Given records:
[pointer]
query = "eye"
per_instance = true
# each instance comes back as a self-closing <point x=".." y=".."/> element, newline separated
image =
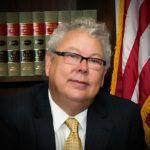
<point x="95" y="61"/>
<point x="73" y="55"/>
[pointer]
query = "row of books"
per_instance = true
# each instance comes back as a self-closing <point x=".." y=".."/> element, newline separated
<point x="24" y="36"/>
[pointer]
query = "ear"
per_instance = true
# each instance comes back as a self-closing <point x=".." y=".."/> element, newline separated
<point x="47" y="63"/>
<point x="103" y="77"/>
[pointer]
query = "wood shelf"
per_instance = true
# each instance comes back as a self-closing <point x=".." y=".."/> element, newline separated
<point x="8" y="79"/>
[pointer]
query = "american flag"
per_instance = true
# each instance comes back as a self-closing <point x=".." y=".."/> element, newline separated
<point x="131" y="73"/>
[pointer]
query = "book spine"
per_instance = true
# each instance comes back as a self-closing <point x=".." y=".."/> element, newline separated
<point x="51" y="23"/>
<point x="75" y="14"/>
<point x="39" y="42"/>
<point x="13" y="43"/>
<point x="3" y="45"/>
<point x="26" y="44"/>
<point x="90" y="14"/>
<point x="64" y="16"/>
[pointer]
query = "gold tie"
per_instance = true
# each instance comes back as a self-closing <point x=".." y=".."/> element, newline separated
<point x="73" y="141"/>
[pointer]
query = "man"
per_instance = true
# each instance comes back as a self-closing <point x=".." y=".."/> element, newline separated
<point x="75" y="64"/>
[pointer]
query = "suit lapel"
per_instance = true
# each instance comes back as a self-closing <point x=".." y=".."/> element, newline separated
<point x="99" y="127"/>
<point x="43" y="122"/>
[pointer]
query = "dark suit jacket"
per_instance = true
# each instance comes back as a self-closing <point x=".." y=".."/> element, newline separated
<point x="112" y="123"/>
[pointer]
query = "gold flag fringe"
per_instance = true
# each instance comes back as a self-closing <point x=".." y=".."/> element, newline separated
<point x="118" y="47"/>
<point x="145" y="113"/>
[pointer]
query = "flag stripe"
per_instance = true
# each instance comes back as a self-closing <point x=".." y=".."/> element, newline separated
<point x="133" y="81"/>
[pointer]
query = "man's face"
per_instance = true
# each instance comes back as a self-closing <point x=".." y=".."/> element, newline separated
<point x="75" y="83"/>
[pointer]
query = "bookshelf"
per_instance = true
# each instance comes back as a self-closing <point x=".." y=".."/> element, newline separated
<point x="105" y="12"/>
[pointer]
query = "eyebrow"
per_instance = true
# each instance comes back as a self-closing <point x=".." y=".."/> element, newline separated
<point x="77" y="50"/>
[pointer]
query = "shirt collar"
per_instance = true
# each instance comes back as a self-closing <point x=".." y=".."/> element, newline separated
<point x="57" y="112"/>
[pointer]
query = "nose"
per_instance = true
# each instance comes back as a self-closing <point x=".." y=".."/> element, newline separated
<point x="83" y="66"/>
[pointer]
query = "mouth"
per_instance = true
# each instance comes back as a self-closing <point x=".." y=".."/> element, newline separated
<point x="79" y="84"/>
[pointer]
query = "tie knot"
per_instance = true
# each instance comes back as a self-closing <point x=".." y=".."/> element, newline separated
<point x="72" y="124"/>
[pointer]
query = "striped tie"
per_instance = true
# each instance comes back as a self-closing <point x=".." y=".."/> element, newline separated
<point x="73" y="141"/>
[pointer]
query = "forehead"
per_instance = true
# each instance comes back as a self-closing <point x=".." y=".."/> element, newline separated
<point x="81" y="40"/>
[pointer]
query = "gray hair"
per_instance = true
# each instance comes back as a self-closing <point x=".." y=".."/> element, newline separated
<point x="95" y="30"/>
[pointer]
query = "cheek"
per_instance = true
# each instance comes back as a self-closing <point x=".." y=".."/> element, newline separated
<point x="97" y="79"/>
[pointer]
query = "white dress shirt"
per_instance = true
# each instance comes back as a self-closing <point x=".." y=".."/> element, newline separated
<point x="60" y="129"/>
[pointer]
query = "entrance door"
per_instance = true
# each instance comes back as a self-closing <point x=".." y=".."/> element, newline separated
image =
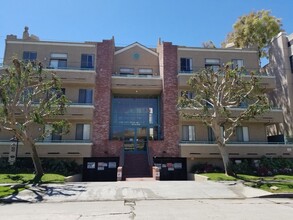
<point x="135" y="139"/>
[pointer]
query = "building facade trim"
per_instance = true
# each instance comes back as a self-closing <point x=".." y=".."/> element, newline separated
<point x="52" y="43"/>
<point x="133" y="45"/>
<point x="217" y="50"/>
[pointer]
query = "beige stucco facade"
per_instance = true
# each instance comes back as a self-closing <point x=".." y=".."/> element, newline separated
<point x="140" y="71"/>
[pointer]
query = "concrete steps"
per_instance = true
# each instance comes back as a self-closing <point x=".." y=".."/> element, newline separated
<point x="136" y="166"/>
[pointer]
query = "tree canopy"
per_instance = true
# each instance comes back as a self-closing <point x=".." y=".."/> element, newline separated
<point x="216" y="95"/>
<point x="30" y="98"/>
<point x="254" y="30"/>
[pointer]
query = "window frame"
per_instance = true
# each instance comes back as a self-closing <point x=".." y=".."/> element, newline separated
<point x="87" y="64"/>
<point x="29" y="56"/>
<point x="187" y="65"/>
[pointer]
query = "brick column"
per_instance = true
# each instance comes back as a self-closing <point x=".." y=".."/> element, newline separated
<point x="169" y="147"/>
<point x="102" y="97"/>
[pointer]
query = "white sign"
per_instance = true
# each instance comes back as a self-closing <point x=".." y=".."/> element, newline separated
<point x="12" y="153"/>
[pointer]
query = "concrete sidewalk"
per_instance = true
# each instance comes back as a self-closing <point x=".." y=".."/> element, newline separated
<point x="135" y="190"/>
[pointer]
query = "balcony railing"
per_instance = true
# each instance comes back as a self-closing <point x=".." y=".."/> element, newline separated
<point x="237" y="142"/>
<point x="53" y="141"/>
<point x="70" y="68"/>
<point x="135" y="76"/>
<point x="257" y="72"/>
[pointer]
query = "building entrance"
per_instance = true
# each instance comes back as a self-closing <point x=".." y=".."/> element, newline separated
<point x="135" y="139"/>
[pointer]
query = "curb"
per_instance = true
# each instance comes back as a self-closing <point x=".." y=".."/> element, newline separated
<point x="277" y="196"/>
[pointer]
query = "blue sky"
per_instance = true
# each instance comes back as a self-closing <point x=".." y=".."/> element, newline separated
<point x="183" y="22"/>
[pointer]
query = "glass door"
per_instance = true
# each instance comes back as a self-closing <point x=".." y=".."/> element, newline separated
<point x="135" y="139"/>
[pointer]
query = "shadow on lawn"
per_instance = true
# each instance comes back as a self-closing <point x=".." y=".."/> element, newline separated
<point x="36" y="193"/>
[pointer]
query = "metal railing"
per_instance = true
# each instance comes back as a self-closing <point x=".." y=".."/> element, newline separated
<point x="237" y="142"/>
<point x="257" y="72"/>
<point x="136" y="76"/>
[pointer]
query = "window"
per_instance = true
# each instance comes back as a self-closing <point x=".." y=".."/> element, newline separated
<point x="82" y="132"/>
<point x="291" y="63"/>
<point x="87" y="61"/>
<point x="188" y="133"/>
<point x="126" y="71"/>
<point x="148" y="72"/>
<point x="58" y="61"/>
<point x="213" y="64"/>
<point x="185" y="64"/>
<point x="85" y="96"/>
<point x="242" y="134"/>
<point x="52" y="135"/>
<point x="237" y="63"/>
<point x="211" y="134"/>
<point x="29" y="56"/>
<point x="53" y="91"/>
<point x="188" y="94"/>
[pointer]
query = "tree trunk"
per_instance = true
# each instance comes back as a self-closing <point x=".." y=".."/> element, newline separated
<point x="37" y="162"/>
<point x="226" y="160"/>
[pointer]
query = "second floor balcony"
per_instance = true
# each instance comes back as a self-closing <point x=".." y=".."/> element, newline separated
<point x="201" y="149"/>
<point x="142" y="84"/>
<point x="266" y="81"/>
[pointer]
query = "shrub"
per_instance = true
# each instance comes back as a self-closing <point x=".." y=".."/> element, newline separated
<point x="205" y="168"/>
<point x="265" y="167"/>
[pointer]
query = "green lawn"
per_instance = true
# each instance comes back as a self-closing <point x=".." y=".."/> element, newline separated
<point x="283" y="182"/>
<point x="26" y="178"/>
<point x="6" y="191"/>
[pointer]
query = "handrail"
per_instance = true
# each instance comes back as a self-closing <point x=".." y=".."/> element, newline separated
<point x="135" y="76"/>
<point x="122" y="152"/>
<point x="235" y="142"/>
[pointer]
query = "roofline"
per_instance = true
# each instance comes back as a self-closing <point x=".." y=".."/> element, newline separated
<point x="133" y="45"/>
<point x="50" y="43"/>
<point x="216" y="50"/>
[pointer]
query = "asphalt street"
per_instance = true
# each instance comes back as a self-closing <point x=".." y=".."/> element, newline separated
<point x="145" y="200"/>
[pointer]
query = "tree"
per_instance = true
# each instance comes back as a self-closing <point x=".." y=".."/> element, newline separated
<point x="215" y="96"/>
<point x="29" y="97"/>
<point x="254" y="30"/>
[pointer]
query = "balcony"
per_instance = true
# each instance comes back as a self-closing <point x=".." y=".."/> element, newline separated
<point x="236" y="149"/>
<point x="64" y="148"/>
<point x="74" y="75"/>
<point x="275" y="115"/>
<point x="266" y="81"/>
<point x="78" y="111"/>
<point x="136" y="84"/>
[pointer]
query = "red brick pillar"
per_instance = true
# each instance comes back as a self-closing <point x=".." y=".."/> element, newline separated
<point x="169" y="147"/>
<point x="102" y="98"/>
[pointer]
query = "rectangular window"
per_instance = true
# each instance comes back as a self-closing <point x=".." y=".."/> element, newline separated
<point x="85" y="96"/>
<point x="29" y="56"/>
<point x="186" y="64"/>
<point x="52" y="135"/>
<point x="213" y="64"/>
<point x="145" y="71"/>
<point x="82" y="132"/>
<point x="58" y="61"/>
<point x="188" y="94"/>
<point x="237" y="63"/>
<point x="188" y="133"/>
<point x="87" y="61"/>
<point x="242" y="134"/>
<point x="291" y="63"/>
<point x="126" y="71"/>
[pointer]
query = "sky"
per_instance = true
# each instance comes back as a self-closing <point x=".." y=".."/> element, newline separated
<point x="182" y="22"/>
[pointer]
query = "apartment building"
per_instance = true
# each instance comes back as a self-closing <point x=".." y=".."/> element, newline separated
<point x="124" y="103"/>
<point x="281" y="66"/>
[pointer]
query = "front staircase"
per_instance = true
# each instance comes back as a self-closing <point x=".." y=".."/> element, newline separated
<point x="136" y="166"/>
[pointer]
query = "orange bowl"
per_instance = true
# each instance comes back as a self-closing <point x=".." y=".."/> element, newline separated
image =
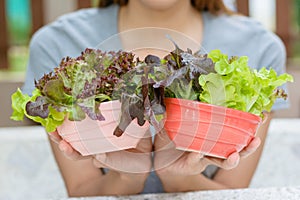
<point x="212" y="130"/>
<point x="92" y="136"/>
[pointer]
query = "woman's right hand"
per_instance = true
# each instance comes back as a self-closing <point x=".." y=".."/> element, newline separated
<point x="65" y="147"/>
<point x="128" y="169"/>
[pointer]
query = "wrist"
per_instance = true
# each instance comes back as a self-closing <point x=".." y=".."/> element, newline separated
<point x="134" y="181"/>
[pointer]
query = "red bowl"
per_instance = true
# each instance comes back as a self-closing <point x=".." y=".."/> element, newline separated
<point x="91" y="136"/>
<point x="212" y="130"/>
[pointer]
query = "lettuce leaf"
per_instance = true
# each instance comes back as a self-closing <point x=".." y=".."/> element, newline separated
<point x="236" y="85"/>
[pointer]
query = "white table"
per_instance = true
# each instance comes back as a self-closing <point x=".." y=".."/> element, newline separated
<point x="28" y="169"/>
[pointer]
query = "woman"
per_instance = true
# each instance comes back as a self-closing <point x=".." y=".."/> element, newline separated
<point x="210" y="24"/>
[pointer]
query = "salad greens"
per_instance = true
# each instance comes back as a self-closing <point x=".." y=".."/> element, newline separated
<point x="77" y="86"/>
<point x="236" y="85"/>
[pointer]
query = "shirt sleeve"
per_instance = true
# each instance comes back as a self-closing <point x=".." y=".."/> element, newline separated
<point x="42" y="58"/>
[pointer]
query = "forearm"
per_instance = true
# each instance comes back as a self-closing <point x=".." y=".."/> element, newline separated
<point x="181" y="183"/>
<point x="112" y="183"/>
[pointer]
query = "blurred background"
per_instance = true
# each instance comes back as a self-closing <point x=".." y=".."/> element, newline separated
<point x="26" y="160"/>
<point x="19" y="19"/>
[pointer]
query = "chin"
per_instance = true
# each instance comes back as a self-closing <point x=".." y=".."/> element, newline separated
<point x="160" y="4"/>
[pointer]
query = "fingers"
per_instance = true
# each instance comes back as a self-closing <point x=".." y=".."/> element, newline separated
<point x="69" y="151"/>
<point x="231" y="162"/>
<point x="99" y="160"/>
<point x="55" y="137"/>
<point x="163" y="142"/>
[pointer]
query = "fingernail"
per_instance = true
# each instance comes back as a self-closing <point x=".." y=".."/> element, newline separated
<point x="101" y="156"/>
<point x="62" y="147"/>
<point x="234" y="159"/>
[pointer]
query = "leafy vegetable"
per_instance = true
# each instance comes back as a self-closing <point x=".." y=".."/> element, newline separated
<point x="74" y="89"/>
<point x="77" y="86"/>
<point x="236" y="85"/>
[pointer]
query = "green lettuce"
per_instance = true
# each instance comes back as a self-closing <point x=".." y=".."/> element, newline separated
<point x="236" y="85"/>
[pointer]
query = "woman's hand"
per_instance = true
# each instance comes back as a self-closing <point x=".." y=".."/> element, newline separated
<point x="137" y="160"/>
<point x="128" y="169"/>
<point x="174" y="166"/>
<point x="65" y="147"/>
<point x="134" y="161"/>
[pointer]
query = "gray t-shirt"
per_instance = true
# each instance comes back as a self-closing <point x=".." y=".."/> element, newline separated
<point x="72" y="33"/>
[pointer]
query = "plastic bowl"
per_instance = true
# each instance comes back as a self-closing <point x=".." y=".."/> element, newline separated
<point x="212" y="130"/>
<point x="91" y="136"/>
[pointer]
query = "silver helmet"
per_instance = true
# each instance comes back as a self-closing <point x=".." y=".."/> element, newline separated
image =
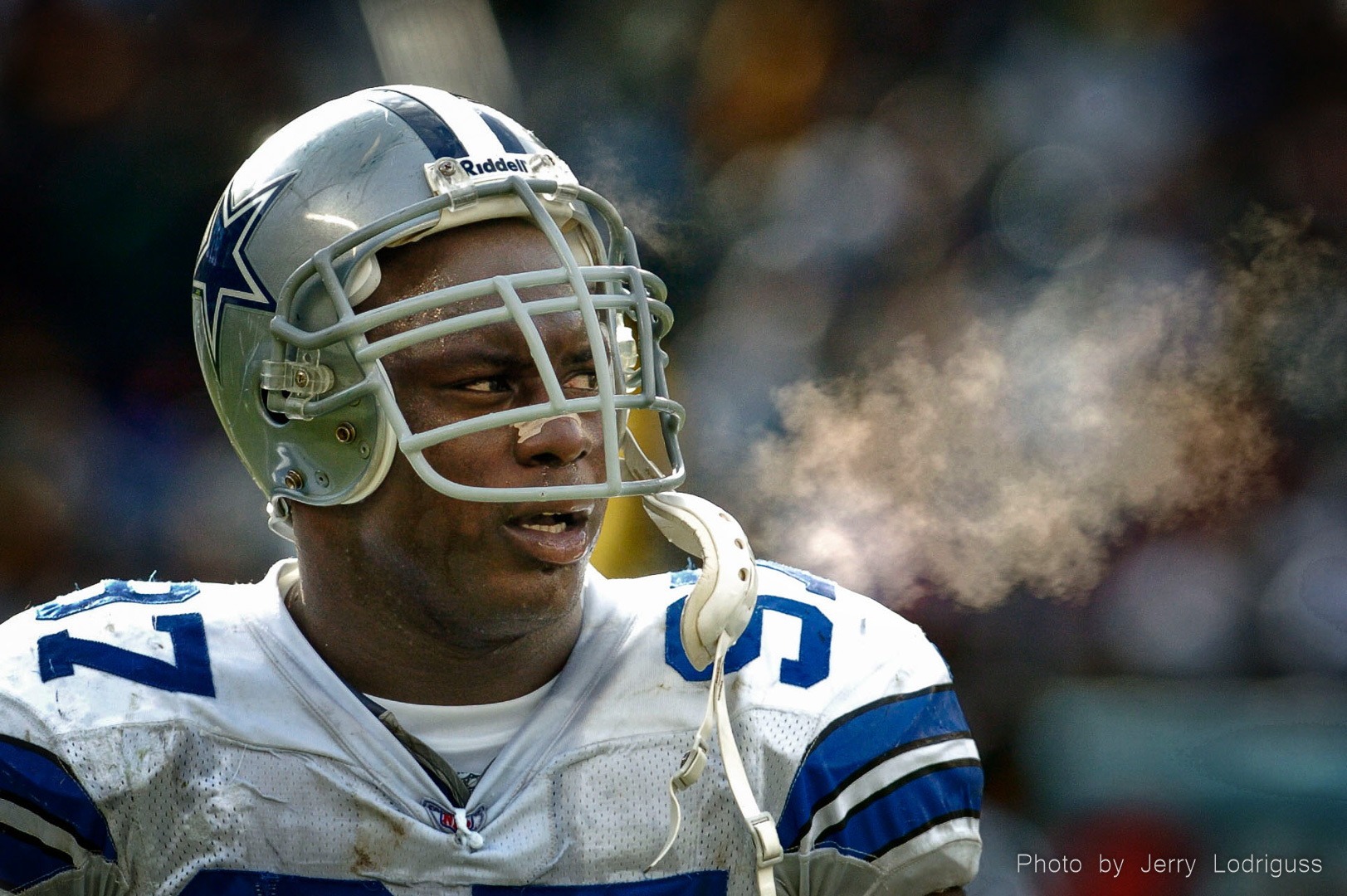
<point x="291" y="252"/>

What to work on:
List every line in the records above that contains the string "concrete". Match case exactly.

Solution to this task:
query = "concrete steps"
query = "concrete sidewalk"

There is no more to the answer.